[Items stored from a collection]
···

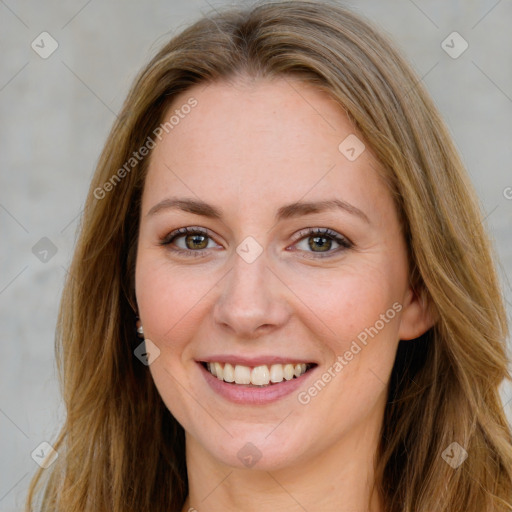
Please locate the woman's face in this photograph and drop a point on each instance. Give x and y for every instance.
(270, 280)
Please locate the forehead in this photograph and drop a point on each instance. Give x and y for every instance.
(276, 137)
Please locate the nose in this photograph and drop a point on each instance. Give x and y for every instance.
(253, 300)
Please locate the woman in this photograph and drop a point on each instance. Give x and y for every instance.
(280, 214)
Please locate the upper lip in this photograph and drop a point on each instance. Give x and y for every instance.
(254, 361)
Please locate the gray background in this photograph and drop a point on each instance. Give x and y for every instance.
(55, 114)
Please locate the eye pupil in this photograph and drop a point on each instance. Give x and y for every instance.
(323, 246)
(195, 242)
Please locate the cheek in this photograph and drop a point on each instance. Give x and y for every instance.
(169, 299)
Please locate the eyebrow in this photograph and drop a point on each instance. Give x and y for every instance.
(292, 210)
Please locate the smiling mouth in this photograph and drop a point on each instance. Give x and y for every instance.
(259, 376)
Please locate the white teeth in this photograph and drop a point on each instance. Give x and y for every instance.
(242, 374)
(288, 371)
(219, 372)
(276, 373)
(257, 376)
(260, 375)
(229, 373)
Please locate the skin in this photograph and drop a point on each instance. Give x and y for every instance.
(248, 148)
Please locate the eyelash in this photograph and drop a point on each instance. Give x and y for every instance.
(343, 242)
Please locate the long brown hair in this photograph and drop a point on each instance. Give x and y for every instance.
(120, 449)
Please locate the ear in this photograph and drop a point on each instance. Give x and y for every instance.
(417, 317)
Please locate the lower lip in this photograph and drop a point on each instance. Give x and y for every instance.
(247, 394)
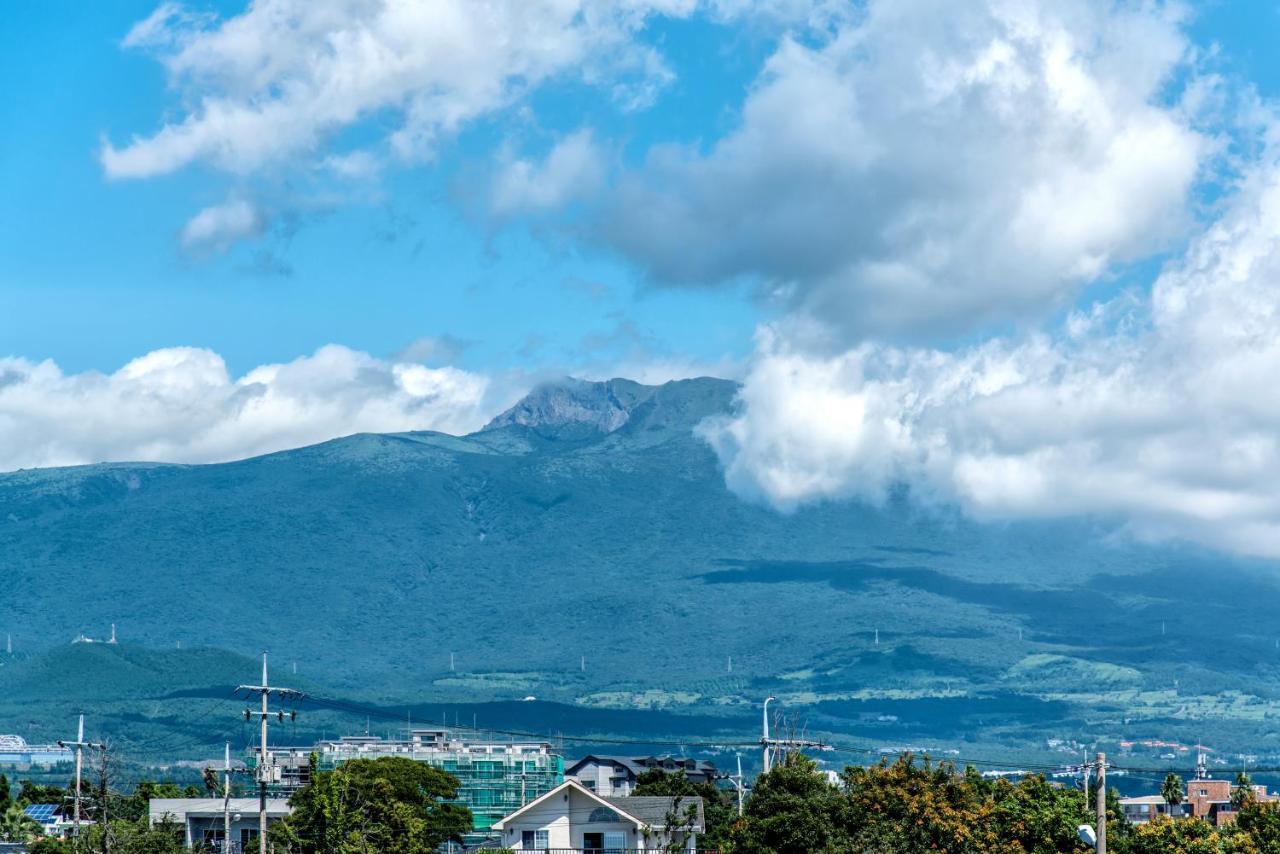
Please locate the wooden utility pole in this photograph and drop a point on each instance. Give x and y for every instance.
(775, 748)
(264, 765)
(1102, 804)
(80, 744)
(227, 798)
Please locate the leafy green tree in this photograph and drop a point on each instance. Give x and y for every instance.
(1180, 836)
(135, 837)
(1037, 817)
(1258, 823)
(720, 807)
(387, 805)
(792, 808)
(33, 793)
(1173, 791)
(906, 807)
(17, 826)
(1243, 791)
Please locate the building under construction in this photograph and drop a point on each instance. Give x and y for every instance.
(494, 777)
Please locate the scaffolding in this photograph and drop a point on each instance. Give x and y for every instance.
(494, 777)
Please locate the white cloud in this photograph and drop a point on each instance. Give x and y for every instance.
(277, 81)
(572, 169)
(181, 405)
(933, 165)
(1159, 412)
(220, 225)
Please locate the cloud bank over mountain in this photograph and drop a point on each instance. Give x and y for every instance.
(928, 170)
(181, 405)
(899, 176)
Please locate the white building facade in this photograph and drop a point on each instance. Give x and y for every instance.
(202, 820)
(572, 818)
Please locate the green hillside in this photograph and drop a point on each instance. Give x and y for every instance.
(592, 523)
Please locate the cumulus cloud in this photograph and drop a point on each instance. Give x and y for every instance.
(218, 227)
(181, 405)
(279, 80)
(932, 167)
(572, 169)
(1156, 411)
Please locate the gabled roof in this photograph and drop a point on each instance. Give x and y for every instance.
(567, 785)
(653, 811)
(641, 811)
(639, 765)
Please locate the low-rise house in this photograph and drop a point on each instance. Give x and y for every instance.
(54, 818)
(202, 820)
(574, 818)
(1146, 808)
(616, 776)
(1211, 799)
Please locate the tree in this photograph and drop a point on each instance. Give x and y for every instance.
(1258, 826)
(136, 837)
(387, 805)
(33, 793)
(1173, 791)
(901, 807)
(720, 807)
(1034, 816)
(792, 808)
(1243, 791)
(1183, 836)
(17, 826)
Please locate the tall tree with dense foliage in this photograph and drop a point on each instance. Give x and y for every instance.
(387, 805)
(792, 808)
(1171, 791)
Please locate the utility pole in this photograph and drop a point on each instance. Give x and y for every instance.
(104, 782)
(764, 735)
(1102, 804)
(80, 744)
(265, 768)
(771, 747)
(739, 785)
(227, 798)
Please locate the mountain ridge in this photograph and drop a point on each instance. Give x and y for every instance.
(568, 531)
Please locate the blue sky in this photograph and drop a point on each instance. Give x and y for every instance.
(92, 273)
(1018, 255)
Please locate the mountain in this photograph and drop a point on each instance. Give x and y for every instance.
(583, 548)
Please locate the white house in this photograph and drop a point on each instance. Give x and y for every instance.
(202, 820)
(574, 818)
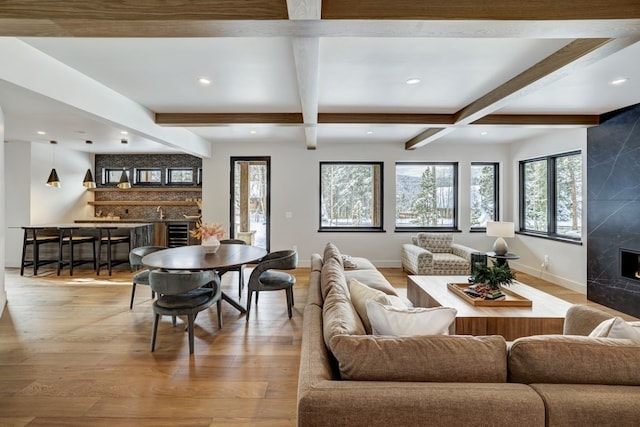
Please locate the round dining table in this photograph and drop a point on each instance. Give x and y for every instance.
(195, 258)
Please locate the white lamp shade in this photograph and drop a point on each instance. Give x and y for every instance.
(500, 229)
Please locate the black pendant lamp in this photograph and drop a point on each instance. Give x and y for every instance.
(88, 181)
(53, 180)
(124, 179)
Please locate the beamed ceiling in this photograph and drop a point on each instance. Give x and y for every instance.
(311, 72)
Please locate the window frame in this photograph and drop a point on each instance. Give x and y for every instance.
(379, 198)
(552, 201)
(496, 193)
(456, 195)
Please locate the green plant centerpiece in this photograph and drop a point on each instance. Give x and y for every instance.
(487, 280)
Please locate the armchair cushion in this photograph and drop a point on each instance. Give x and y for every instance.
(437, 243)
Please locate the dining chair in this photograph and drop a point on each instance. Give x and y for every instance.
(239, 269)
(183, 293)
(142, 276)
(267, 277)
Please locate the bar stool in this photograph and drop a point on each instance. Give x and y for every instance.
(67, 237)
(36, 237)
(135, 261)
(106, 237)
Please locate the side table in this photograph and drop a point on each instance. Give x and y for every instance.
(502, 259)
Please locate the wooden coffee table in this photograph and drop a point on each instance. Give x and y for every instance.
(545, 316)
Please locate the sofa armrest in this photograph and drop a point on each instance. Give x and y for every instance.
(416, 260)
(582, 319)
(463, 251)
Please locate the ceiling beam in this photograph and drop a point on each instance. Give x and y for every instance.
(144, 10)
(543, 120)
(471, 10)
(222, 119)
(574, 56)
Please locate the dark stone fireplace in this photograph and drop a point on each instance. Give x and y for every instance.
(613, 211)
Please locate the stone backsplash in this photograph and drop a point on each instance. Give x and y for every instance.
(185, 194)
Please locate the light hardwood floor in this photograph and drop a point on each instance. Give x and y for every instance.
(73, 354)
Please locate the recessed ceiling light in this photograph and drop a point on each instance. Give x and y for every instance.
(619, 81)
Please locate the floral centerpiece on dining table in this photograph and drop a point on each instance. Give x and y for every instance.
(209, 234)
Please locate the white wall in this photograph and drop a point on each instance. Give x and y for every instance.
(568, 262)
(3, 180)
(29, 164)
(295, 184)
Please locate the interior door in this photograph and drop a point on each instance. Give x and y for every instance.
(250, 200)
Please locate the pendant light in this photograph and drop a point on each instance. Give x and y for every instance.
(53, 180)
(124, 179)
(88, 181)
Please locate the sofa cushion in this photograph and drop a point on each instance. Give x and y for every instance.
(589, 405)
(436, 358)
(372, 278)
(332, 251)
(332, 275)
(390, 320)
(557, 359)
(616, 327)
(435, 242)
(339, 315)
(360, 295)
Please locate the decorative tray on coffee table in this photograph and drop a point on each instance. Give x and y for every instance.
(511, 299)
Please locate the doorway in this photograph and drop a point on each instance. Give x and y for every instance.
(251, 200)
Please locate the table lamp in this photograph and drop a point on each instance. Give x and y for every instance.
(500, 230)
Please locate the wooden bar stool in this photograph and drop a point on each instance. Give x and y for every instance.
(70, 239)
(110, 240)
(37, 237)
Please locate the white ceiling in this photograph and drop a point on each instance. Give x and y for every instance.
(354, 74)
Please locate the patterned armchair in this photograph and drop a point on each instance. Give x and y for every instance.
(435, 254)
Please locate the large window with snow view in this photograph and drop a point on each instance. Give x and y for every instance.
(551, 196)
(351, 196)
(426, 196)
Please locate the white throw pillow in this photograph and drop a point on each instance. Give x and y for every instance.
(360, 294)
(617, 328)
(389, 320)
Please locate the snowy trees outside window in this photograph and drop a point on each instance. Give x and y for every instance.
(426, 195)
(350, 196)
(484, 194)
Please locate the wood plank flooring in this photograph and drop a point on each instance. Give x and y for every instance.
(73, 354)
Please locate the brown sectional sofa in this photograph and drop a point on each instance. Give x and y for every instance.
(349, 378)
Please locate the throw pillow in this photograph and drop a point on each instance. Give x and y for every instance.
(348, 262)
(616, 327)
(389, 320)
(361, 294)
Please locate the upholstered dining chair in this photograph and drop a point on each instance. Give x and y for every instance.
(267, 277)
(239, 269)
(183, 293)
(142, 276)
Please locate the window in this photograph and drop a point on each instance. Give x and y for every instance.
(551, 196)
(351, 196)
(112, 175)
(148, 176)
(180, 176)
(426, 196)
(484, 194)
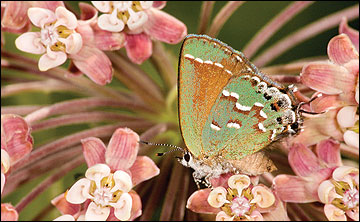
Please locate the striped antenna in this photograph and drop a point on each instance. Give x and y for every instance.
(176, 148)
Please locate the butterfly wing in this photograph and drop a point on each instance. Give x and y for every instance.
(201, 79)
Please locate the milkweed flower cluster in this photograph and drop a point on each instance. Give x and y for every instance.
(92, 54)
(63, 36)
(105, 192)
(237, 197)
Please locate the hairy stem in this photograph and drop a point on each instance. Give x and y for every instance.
(49, 181)
(75, 105)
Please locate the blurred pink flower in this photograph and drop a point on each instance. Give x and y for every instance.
(59, 40)
(105, 192)
(312, 171)
(14, 14)
(236, 197)
(8, 213)
(338, 81)
(16, 142)
(139, 21)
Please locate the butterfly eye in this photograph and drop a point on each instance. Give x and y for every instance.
(187, 157)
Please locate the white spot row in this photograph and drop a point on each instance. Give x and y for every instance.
(207, 62)
(261, 127)
(242, 108)
(263, 114)
(233, 125)
(214, 127)
(273, 134)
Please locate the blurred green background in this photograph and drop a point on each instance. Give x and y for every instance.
(237, 31)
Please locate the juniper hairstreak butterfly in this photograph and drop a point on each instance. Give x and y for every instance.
(229, 111)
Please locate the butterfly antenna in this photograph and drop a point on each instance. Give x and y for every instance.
(176, 148)
(303, 103)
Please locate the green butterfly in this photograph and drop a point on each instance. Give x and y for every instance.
(229, 111)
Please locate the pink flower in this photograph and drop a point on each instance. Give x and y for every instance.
(338, 81)
(312, 173)
(59, 40)
(14, 14)
(239, 198)
(105, 192)
(16, 142)
(8, 213)
(141, 22)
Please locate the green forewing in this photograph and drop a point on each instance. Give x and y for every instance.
(235, 143)
(207, 67)
(199, 85)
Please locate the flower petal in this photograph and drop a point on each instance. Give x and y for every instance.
(106, 40)
(93, 150)
(351, 138)
(350, 32)
(326, 102)
(97, 172)
(327, 77)
(65, 17)
(88, 14)
(15, 137)
(164, 27)
(79, 192)
(278, 213)
(136, 205)
(353, 214)
(93, 63)
(41, 16)
(138, 47)
(122, 149)
(256, 216)
(239, 182)
(159, 4)
(342, 173)
(14, 15)
(64, 206)
(136, 20)
(73, 43)
(222, 216)
(198, 203)
(293, 189)
(102, 6)
(96, 213)
(3, 180)
(66, 217)
(5, 161)
(341, 50)
(123, 207)
(221, 181)
(51, 59)
(329, 152)
(51, 5)
(333, 213)
(302, 160)
(143, 169)
(263, 196)
(346, 116)
(326, 192)
(30, 42)
(8, 212)
(217, 197)
(122, 181)
(106, 22)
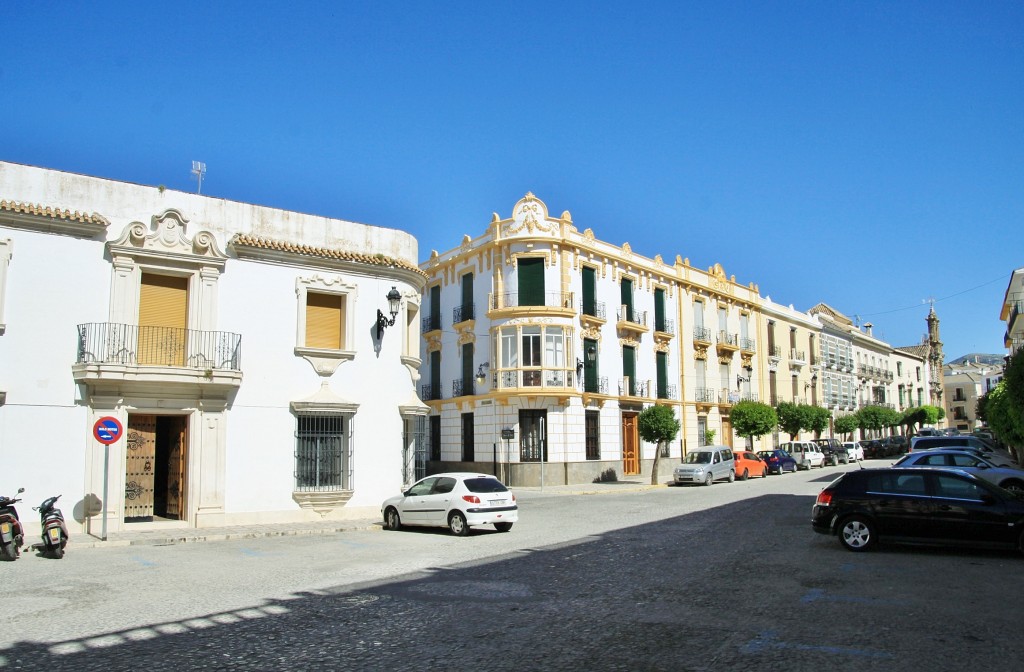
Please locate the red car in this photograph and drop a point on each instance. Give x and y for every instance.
(749, 464)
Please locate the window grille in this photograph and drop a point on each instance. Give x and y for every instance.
(323, 461)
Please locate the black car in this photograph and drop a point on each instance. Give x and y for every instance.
(834, 451)
(919, 505)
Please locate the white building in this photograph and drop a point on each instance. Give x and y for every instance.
(236, 345)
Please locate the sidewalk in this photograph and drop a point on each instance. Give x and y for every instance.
(193, 535)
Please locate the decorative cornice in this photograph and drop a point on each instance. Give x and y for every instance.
(37, 217)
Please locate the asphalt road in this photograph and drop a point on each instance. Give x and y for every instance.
(723, 578)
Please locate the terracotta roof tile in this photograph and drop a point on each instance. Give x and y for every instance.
(247, 240)
(53, 213)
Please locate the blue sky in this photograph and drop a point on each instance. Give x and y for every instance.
(869, 155)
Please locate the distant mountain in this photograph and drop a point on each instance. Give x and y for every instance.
(979, 358)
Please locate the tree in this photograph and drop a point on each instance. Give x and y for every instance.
(846, 424)
(753, 419)
(657, 424)
(791, 418)
(817, 418)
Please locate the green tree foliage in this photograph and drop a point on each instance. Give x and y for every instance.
(817, 418)
(847, 424)
(791, 418)
(657, 424)
(753, 419)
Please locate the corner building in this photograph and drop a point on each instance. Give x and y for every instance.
(542, 345)
(237, 345)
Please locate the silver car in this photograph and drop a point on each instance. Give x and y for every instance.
(706, 465)
(964, 461)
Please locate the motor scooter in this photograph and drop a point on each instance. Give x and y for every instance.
(54, 529)
(11, 534)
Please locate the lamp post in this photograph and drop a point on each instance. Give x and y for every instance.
(393, 300)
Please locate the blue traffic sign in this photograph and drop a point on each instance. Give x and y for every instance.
(108, 430)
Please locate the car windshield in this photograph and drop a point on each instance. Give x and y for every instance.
(483, 486)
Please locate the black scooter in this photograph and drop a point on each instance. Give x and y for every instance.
(54, 529)
(11, 534)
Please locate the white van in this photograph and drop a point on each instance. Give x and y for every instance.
(706, 465)
(807, 454)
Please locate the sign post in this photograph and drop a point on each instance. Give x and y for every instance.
(107, 430)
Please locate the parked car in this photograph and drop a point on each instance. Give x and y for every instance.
(854, 451)
(956, 459)
(457, 501)
(807, 454)
(749, 464)
(872, 449)
(934, 506)
(996, 455)
(833, 450)
(777, 461)
(706, 465)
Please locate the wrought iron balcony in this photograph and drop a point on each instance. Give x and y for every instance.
(111, 343)
(516, 300)
(430, 323)
(463, 313)
(461, 387)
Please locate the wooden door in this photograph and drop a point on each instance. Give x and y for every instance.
(631, 452)
(140, 461)
(176, 453)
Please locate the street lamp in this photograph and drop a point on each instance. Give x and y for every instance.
(393, 299)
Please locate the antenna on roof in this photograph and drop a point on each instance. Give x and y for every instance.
(199, 169)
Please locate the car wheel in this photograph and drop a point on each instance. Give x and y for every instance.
(391, 518)
(1013, 486)
(458, 526)
(856, 533)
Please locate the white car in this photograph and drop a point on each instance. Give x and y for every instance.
(854, 451)
(807, 454)
(457, 501)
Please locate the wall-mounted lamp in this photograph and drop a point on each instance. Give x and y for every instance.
(393, 299)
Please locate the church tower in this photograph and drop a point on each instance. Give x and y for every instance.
(935, 359)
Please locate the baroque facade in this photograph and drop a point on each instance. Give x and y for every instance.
(228, 344)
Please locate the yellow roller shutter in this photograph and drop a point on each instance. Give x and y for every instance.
(325, 316)
(163, 318)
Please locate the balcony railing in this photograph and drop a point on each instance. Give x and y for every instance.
(596, 310)
(104, 342)
(601, 386)
(632, 316)
(705, 394)
(514, 300)
(463, 312)
(430, 323)
(669, 391)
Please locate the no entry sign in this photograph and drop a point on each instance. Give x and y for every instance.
(107, 430)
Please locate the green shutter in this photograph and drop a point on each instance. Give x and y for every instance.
(659, 309)
(630, 368)
(663, 375)
(589, 291)
(627, 298)
(530, 275)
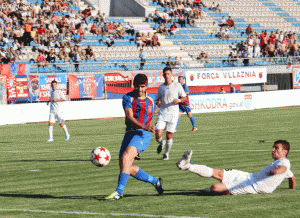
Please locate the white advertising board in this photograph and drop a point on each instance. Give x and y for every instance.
(234, 76)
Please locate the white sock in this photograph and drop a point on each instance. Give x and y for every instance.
(66, 130)
(51, 132)
(201, 170)
(168, 146)
(159, 140)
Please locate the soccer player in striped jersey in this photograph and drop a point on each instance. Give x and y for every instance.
(185, 106)
(139, 108)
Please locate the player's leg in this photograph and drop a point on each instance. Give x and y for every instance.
(61, 121)
(190, 115)
(203, 171)
(51, 122)
(169, 143)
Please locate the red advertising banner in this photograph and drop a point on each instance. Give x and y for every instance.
(115, 78)
(3, 95)
(17, 87)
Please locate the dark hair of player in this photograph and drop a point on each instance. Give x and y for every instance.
(285, 145)
(140, 79)
(166, 69)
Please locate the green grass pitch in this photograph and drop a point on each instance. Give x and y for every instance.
(51, 179)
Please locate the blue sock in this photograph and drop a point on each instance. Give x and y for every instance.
(193, 122)
(177, 122)
(123, 178)
(142, 176)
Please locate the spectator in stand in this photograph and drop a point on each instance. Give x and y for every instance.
(215, 7)
(181, 20)
(249, 30)
(197, 3)
(27, 29)
(155, 41)
(161, 29)
(143, 57)
(230, 22)
(232, 89)
(295, 49)
(120, 31)
(51, 57)
(250, 43)
(203, 56)
(180, 8)
(138, 39)
(110, 41)
(157, 18)
(222, 90)
(89, 53)
(40, 59)
(129, 29)
(223, 22)
(246, 56)
(174, 29)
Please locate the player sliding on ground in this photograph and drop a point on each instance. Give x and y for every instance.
(185, 106)
(236, 182)
(169, 95)
(57, 96)
(138, 109)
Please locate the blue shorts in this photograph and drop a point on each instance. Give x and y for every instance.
(185, 109)
(139, 139)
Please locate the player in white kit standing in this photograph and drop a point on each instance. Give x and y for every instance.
(170, 94)
(57, 96)
(236, 182)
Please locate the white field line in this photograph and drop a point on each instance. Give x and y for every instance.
(93, 213)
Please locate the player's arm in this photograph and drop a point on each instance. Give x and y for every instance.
(130, 118)
(278, 170)
(292, 182)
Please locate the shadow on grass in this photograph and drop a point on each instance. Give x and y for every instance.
(46, 160)
(101, 197)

···

[TO DO] Format the records as a Markdown table with columns "Row" and "Line", starting with the line that contains "Please locate the white field" and going on through the end of the records, and leave out blank lines.

[SOLUTION FOR THIS EXERCISE]
| Row | Line |
|---|---|
| 1 | Please locate the white field line in this photograph and drop a point on each instance. Give x and y for every instance. |
| 2 | (93, 213) |
| 3 | Please locate the player's arm in this photograph and drop a point on each instance. Give x and y for every instance. |
| 4 | (130, 118) |
| 5 | (278, 170) |
| 6 | (292, 182) |
| 7 | Please locate the shadow on grass in this photograph and drop a point on each instance. Give x and y for every instance. |
| 8 | (46, 160) |
| 9 | (101, 197) |